Types, Type Aliases, and Records

564 views
Skip to first unread message

iain mccoy

unread,
Dec 13, 2015, 9:41:08 AM12/13/15
to Elm Discuss
Hi folks,

I've just picked up Elm (coming from twin JS and haskell backgrounds), and I have a question about the language design as it concerns types, type aliases, and records. Apologies if this is the wrong place for this message!

I understand that in 0.15, it was possible to pick up a record `{ name: String }` and use the record update syntax to produce a `{ name: String, age: Int }`. That doesn't seem to be possible anymore with 0.16? Or at least, the compiler was giving me errors when I tried to do that sort of thing.

When that was possible, it made a lot of sense for type aliases to be the main way in which people talked about record updates. The fact that a record matching one type is only on update away from matching another type means tagging the records with constructors (as with discriminated unions) is going to be more trouble than it's worth. But if two similar record types are no longer close together (in terms of being able to move a value from one type to another), the potential trouble from having records tagged with constructors is much less.

• [Material provided]:
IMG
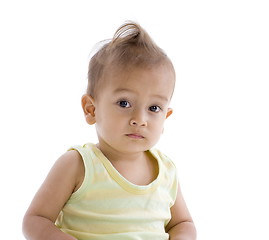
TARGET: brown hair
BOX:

• [Things to do]:
**A.** According to the Elm forum post, in which version of Elm could record update syntax turn a `{ name: String }` record into a `{ name: String, age: Int }`?
**B.** Write out the Elm forum post word for word, everything from "I've just picked" down to "for this message!".
Answer from the Elm forum post alone, not from the listing.

• [Written responses]:
**A.** Version 0.15.

**B.**
I've just picked up Elm (coming from twin JS and haskell backgrounds), and I have a question about the language design as it concerns types, type aliases, and records. Apologies if this is the wrong place for this message!